-- Start of The records --

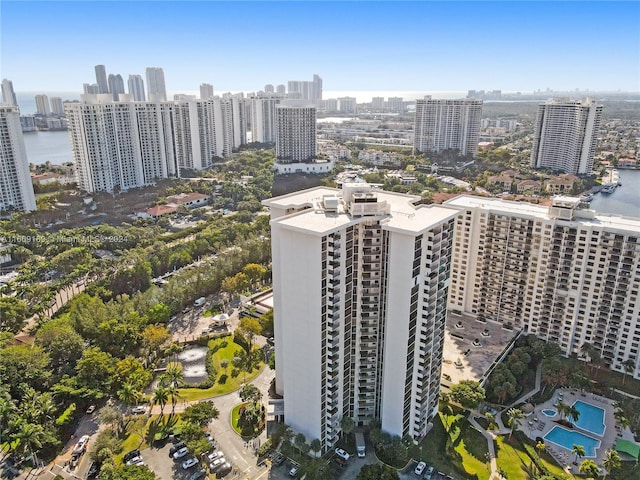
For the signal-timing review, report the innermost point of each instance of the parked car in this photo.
(342, 454)
(216, 464)
(180, 453)
(198, 474)
(187, 464)
(174, 448)
(224, 470)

-- End of The records --

### Task details
Put the material above into a two-column CSV with the headers "instruction" and "points". Each row should hold one instruction and its answer, with each value in its own quoted field, line breaks replaced by spaces, and the pictures omitted.

### Final result
instruction,points
"For the signal-timing review, report the innermost point of each instance of the parked car in this photo.","(342, 454) (216, 464) (180, 453) (198, 474) (187, 464) (174, 448) (224, 470)"